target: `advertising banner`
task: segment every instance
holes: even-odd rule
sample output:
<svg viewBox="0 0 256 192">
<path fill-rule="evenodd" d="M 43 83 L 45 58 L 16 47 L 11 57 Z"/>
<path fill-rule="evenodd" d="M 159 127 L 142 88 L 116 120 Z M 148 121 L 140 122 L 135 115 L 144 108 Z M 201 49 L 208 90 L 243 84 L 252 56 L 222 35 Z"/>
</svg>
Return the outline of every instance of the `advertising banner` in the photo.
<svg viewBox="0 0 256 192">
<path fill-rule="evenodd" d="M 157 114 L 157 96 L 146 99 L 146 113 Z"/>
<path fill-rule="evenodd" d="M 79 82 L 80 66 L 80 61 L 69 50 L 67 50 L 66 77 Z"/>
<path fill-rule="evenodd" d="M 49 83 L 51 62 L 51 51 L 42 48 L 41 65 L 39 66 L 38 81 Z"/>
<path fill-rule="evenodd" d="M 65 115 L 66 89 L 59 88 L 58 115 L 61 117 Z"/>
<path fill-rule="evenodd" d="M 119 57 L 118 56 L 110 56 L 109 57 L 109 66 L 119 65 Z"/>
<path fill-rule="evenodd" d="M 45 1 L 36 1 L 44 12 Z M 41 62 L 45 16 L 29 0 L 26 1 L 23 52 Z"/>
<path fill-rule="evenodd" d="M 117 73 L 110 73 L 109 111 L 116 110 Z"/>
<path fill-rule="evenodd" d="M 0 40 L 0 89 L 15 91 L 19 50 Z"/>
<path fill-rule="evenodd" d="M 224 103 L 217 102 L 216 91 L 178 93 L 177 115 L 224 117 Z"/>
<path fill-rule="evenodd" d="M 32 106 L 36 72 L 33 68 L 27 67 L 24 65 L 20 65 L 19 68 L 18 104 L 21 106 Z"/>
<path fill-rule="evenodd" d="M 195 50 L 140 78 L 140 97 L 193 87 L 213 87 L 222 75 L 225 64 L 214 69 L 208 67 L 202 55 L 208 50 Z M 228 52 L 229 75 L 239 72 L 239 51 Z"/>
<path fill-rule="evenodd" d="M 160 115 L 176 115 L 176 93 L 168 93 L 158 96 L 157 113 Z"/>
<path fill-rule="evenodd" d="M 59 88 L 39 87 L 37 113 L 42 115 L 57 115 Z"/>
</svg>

> The task: Turn every line of the records above into a numbered list, leaving out any blank lines.

> Output below:
1. target: `advertising banner`
2. task: segment every instance
3. holes: even-odd rule
4. sample output:
5. <svg viewBox="0 0 256 192">
6. <path fill-rule="evenodd" d="M 43 83 L 45 58 L 16 47 L 11 57 Z"/>
7. <path fill-rule="evenodd" d="M 159 127 L 142 88 L 116 120 Z M 148 121 L 140 122 L 135 115 L 144 108 Z M 201 49 L 208 90 L 243 84 L 252 56 L 222 35 Z"/>
8. </svg>
9. Return the outline of every instance of the `advertising banner` in the photo.
10. <svg viewBox="0 0 256 192">
11. <path fill-rule="evenodd" d="M 157 114 L 157 96 L 146 99 L 146 113 Z"/>
12. <path fill-rule="evenodd" d="M 79 82 L 80 66 L 80 61 L 69 50 L 67 50 L 66 77 Z"/>
13. <path fill-rule="evenodd" d="M 49 83 L 51 62 L 51 51 L 42 48 L 41 65 L 39 66 L 38 81 Z"/>
14. <path fill-rule="evenodd" d="M 65 115 L 66 89 L 59 88 L 58 115 L 61 117 Z"/>
15. <path fill-rule="evenodd" d="M 119 57 L 118 56 L 110 56 L 109 57 L 109 66 L 119 65 Z"/>
16. <path fill-rule="evenodd" d="M 45 1 L 36 1 L 44 12 Z M 41 62 L 45 16 L 29 0 L 26 1 L 23 52 Z"/>
17. <path fill-rule="evenodd" d="M 117 73 L 110 73 L 109 111 L 116 110 Z"/>
18. <path fill-rule="evenodd" d="M 0 40 L 0 89 L 15 91 L 19 50 Z"/>
19. <path fill-rule="evenodd" d="M 224 103 L 217 102 L 216 91 L 178 93 L 177 115 L 224 117 Z"/>
20. <path fill-rule="evenodd" d="M 32 106 L 36 72 L 33 68 L 27 67 L 24 65 L 20 65 L 19 68 L 18 104 L 21 106 Z"/>
21. <path fill-rule="evenodd" d="M 195 50 L 140 78 L 140 97 L 193 87 L 213 87 L 222 75 L 225 64 L 214 69 L 208 67 L 202 55 L 208 50 Z M 228 52 L 229 75 L 239 72 L 239 51 Z"/>
22. <path fill-rule="evenodd" d="M 160 115 L 176 115 L 176 93 L 168 93 L 158 96 L 157 113 Z"/>
23. <path fill-rule="evenodd" d="M 59 88 L 39 87 L 37 113 L 42 115 L 57 115 Z"/>
24. </svg>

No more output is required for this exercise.